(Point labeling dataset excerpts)
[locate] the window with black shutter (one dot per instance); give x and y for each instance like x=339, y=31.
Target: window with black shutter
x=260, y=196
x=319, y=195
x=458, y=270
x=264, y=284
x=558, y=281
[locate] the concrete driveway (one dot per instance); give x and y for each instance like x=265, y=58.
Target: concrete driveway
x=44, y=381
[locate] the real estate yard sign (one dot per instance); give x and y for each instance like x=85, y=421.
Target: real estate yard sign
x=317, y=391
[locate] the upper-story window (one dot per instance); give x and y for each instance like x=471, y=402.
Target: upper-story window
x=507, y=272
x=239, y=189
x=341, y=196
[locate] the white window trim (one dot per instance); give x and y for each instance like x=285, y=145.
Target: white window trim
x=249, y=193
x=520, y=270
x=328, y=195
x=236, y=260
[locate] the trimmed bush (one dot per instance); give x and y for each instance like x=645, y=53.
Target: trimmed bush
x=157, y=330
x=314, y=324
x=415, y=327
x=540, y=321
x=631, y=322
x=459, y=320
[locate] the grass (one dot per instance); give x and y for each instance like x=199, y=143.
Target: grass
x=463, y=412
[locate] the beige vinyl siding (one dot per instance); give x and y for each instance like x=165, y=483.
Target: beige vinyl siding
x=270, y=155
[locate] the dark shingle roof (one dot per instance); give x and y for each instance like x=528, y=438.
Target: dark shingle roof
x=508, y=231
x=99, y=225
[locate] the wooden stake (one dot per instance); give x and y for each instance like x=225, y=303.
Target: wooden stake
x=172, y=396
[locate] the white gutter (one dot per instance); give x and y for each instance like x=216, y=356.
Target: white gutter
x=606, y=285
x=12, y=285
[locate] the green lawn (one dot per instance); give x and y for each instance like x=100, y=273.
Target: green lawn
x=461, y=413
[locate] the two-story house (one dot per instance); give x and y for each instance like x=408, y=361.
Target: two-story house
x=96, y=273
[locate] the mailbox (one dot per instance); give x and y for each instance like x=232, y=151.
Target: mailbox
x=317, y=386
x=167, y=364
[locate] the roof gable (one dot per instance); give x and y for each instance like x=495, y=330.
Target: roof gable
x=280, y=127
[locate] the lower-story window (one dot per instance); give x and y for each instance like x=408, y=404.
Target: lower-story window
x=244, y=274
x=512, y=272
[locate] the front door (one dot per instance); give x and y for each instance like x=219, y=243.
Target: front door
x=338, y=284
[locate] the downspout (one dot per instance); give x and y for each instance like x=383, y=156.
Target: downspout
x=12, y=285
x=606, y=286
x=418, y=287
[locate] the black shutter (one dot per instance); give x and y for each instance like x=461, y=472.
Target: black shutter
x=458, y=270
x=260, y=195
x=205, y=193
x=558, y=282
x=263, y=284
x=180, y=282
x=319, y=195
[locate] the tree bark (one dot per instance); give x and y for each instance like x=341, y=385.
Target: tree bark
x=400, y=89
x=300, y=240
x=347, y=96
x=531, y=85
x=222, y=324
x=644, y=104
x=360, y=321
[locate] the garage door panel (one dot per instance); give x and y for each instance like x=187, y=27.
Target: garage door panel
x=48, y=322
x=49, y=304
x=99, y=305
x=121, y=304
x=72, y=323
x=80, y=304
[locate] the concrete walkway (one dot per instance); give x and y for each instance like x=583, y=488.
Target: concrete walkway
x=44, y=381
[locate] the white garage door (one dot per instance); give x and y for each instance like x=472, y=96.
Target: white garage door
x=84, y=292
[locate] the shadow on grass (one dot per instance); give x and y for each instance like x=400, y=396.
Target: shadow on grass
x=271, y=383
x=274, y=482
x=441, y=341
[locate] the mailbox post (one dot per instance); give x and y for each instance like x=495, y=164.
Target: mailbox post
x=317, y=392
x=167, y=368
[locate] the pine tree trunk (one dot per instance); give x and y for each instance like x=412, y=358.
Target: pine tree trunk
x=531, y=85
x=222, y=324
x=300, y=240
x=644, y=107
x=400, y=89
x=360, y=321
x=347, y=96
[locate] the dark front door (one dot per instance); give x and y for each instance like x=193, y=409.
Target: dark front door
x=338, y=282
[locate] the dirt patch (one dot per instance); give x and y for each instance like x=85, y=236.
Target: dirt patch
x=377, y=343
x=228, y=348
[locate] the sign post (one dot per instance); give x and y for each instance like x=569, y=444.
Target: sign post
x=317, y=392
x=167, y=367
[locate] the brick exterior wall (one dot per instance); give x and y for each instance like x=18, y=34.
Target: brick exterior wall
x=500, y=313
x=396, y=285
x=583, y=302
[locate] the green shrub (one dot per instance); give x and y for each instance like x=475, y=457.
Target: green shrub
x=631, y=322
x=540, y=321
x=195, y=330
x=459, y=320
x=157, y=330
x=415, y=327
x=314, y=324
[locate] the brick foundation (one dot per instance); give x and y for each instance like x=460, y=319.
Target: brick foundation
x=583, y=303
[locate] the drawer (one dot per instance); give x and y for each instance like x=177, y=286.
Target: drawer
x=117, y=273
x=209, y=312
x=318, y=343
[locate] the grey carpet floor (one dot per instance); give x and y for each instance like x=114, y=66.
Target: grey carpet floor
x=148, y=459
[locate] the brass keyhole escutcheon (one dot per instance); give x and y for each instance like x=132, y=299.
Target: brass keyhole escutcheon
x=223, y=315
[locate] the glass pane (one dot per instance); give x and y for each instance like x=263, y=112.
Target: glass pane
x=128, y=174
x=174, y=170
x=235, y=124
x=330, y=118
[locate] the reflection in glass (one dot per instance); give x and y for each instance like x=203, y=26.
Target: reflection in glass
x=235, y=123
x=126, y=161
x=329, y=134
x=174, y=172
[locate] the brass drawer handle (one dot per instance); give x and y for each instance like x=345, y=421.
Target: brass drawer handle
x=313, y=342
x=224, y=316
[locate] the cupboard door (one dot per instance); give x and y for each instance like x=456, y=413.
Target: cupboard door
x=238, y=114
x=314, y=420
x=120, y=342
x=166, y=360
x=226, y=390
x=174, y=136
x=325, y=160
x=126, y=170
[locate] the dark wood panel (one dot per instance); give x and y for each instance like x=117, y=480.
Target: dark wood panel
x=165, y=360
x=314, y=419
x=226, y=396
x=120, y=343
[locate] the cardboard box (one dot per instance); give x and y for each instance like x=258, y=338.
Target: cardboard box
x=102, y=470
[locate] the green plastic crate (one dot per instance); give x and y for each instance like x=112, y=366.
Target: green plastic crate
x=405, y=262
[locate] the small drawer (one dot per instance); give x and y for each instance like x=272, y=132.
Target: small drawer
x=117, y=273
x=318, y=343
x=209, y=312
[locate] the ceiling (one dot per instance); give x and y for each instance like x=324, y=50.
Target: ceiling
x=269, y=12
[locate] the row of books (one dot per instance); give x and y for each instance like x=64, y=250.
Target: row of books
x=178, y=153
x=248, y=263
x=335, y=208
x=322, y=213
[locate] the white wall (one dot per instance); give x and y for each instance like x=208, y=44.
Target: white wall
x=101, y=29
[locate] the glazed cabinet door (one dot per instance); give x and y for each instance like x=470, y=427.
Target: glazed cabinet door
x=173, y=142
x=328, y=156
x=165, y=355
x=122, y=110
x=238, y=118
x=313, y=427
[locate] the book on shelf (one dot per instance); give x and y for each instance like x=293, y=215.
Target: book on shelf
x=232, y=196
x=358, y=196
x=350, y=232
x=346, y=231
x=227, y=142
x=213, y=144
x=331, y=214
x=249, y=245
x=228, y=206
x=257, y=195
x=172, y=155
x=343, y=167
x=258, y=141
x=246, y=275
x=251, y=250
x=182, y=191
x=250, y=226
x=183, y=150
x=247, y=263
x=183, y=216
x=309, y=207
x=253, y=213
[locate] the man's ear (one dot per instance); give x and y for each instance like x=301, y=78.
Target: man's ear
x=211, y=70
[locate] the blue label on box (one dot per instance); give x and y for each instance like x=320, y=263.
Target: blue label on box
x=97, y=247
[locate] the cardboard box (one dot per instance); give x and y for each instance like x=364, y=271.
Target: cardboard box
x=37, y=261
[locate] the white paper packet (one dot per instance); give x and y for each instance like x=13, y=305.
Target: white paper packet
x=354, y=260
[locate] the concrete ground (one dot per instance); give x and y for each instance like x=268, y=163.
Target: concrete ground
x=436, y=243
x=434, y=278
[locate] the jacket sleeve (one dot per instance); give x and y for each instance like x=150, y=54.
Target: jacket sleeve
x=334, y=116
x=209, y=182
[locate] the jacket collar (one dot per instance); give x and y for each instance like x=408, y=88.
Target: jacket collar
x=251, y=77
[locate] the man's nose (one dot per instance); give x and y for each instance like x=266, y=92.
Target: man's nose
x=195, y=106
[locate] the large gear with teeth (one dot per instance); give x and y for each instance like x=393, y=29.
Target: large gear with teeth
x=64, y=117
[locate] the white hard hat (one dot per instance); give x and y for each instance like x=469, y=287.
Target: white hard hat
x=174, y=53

◆ THE PROBLEM ◆
Rewrite the lines from the one containing "[locate] the brass keyhole" through the one containing "x=224, y=316", both included, as a JSON list of strings with one string per line and blank lines omitted.

◆ WRITTEN REPLY ◆
[
  "[locate] the brass keyhole escutcheon (one dot per instance); give x and y for each instance like x=132, y=299.",
  "Target: brass keyhole escutcheon",
  "x=223, y=315",
  "[locate] the glass pane (one dot per instance); give x and y for each instance like x=263, y=112.",
  "Target: glass pane",
  "x=128, y=174",
  "x=174, y=170",
  "x=235, y=124",
  "x=330, y=118",
  "[locate] the reflection in glass (one dot per instance); give x and y for each instance like x=203, y=26.",
  "Target: reflection in glass",
  "x=235, y=123",
  "x=126, y=161",
  "x=329, y=134",
  "x=174, y=172",
  "[locate] the brass drawer handle (one dot per instance); give x and y for each instance like x=345, y=421.",
  "Target: brass drawer handle",
  "x=313, y=342",
  "x=224, y=316"
]